Belirtilen hedef 1
İdlib'deki gözlem noktalarıyla ilgili metinde "İdlib’de Rusya’nın da" ifadesinin geçtiği yerden başlayıp "gayret ettiğini söyledi." ifadesinden sonra biten kısmı harfi harfine yazdır.

"TSK'nın gözlem noktalarına saldırı" iddiaları

TAKİP ET

Milî Savunma Bakanı Hulusi Akar, Suriye Ordusu'nun İdlib'de yürüttüğü operasyonlara ilişkin açıklama yaptı. Bakan Akar, "İdlib'de personelimize zarar gelirse meşru müdafaa hakkımızı kullanırız" ifadelerini kullandı.

İdlib’de Rusya’nın da desteğini alan rejimin havadan ve karadan gerçekleştirdiği saldırılarla çocukları, gençleri, kadınları, yaşlıları katletmeye devam ettiğini ifade eden Akar, bunların durdurulması için Türkiye Cumhuriyeti devleti ve TSK’nın üzerine düşeni en iyi şekilde yapmaya gayret ettiğini söyledi.

Anlaşma ve mutabakatlara aykırı olarak rejim tarafından yapılan saldırılarla bugüne kadar 700'den fazla masum insanın hayatını kaybettiğini, 500 binden fazla insanın evlerini terk etmek zorunda kaldığını dile getiren Akar, şöyle konuştu:

“Yeni göçlerin meydana gelmemesi, insani trajedilerin yaşanmaması ve saldırıların sonunda radikalleşmenin oluşmaması için bu saldırıların bir an önce durmasının gerektiğini hep söyledik, Sayın Cumhurbaşkanımız bunu Rusya’ya son ziyaretinde de Sayın Putin'e ifade etti. TSK’nın İdlib’de 12 gözlem noktası var. Oradaki gözlem noktalarımızın Astana ve Soçi mutabakatları kapsamındaki görevi ateşkes ve istikrarın izlenmesi ve rapor edilmesidir. Bu çerçevede 12 gözlem noktamız görevlerini başarılı şekilde yerine getiriyor. Herhangi bir şekilde bunların güvenliklerinin tehlikeye atılmaması için her türlü tedbiri aldık, almaya devam ediyoruz. ‘Gözlem noktalarımıza yönelik saldırıların olduğuna’ yönelik haberler çıkıyor. Böyle bir şey yok. Fakat biz TSK olarak son derece hassas ve dikkatli şekilde süreci takip ediyoruz. Oradaki personelimizin güvenliğine karşı herhangi bir şekilde girişimde bulunulmamasını tüm ilgili taraflara hatırlatmış bulunuyoruz. Bizim personelimize, gözlem noktalarımıza zarar ziyan geldiği takdirde meşru müdafaa hakkımızı sonuna kadar kullanacağımızı herkese söyledik, söylemeye devam ediyoruz.”

Girdi
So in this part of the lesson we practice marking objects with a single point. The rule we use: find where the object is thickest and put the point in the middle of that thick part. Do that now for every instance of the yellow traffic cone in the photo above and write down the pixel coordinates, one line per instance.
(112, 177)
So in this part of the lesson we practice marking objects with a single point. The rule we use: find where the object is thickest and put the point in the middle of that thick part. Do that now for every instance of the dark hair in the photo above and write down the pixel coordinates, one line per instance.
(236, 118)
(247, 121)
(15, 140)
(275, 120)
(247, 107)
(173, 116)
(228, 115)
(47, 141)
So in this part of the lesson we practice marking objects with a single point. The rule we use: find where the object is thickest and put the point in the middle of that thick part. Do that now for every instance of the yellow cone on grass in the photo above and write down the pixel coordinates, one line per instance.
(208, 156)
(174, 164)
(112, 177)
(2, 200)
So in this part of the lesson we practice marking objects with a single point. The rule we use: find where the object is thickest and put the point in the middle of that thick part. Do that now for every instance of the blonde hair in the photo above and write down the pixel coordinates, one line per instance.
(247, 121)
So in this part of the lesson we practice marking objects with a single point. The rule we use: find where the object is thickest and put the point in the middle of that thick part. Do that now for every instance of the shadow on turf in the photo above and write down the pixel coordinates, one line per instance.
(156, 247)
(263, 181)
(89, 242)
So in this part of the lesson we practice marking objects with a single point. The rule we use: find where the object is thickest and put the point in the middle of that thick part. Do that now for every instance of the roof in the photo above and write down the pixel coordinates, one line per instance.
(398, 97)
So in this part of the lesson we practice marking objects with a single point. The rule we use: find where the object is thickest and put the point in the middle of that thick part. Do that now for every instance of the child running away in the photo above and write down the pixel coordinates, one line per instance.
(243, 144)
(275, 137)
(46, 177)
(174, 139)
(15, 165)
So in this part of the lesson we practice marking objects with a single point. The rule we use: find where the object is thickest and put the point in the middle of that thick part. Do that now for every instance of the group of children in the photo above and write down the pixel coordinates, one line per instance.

Belirtilen hedef 2
Kayıtlarda "of the blonde" ifadesini içeren satırdan başlayıp kayıtların sonuna kadar giden satırları, "lesson" yerine "exercise" koyarak ve başka hiçbir şeyi değiştirmeden yeniden ver.

Görev sonucu 1
İdlib’de Rusya’nın da desteğini alan rejimin havadan ve karadan gerçekleştirdiği saldırılarla çocukları, gençleri, kadınları, yaşlıları katletmeye devam ettiğini ifade eden Akar, bunların durdurulması için Türkiye Cumhuriyeti devleti ve TSK’nın üzerine düşeni en iyi şekilde yapmaya gayret ettiğini söyledi.

Görev sonucu 2
So in this part of the exercise we practice marking objects with a single point. The rule we use: find where the object is thickest and put the point in the middle of that thick part. Do that now for every instance of the blonde hair in the photo above and write down the pixel coordinates, one line per instance.
(247, 121)
So in this part of the exercise we practice marking objects with a single point. The rule we use: find where the object is thickest and put the point in the middle of that thick part. Do that now for every instance of the shadow on turf in the photo above and write down the pixel coordinates, one line per instance.
(156, 247)
(263, 181)
(89, 242)
So in this part of the exercise we practice marking objects with a single point. The rule we use: find where the object is thickest and put the point in the middle of that thick part. Do that now for every instance of the roof in the photo above and write down the pixel coordinates, one line per instance.
(398, 97)
So in this part of the exercise we practice marking objects with a single point. The rule we use: find where the object is thickest and put the point in the middle of that thick part. Do that now for every instance of the child running away in the photo above and write down the pixel coordinates, one line per instance.
(243, 144)
(275, 137)
(46, 177)
(174, 139)
(15, 165)
So in this part of the exercise we practice marking objects with a single point. The rule we use: find where the object is thickest and put the point in the middle of that thick part. Do that now for every instance of the group of children in the photo above and write down the pixel coordinates, one line per instance.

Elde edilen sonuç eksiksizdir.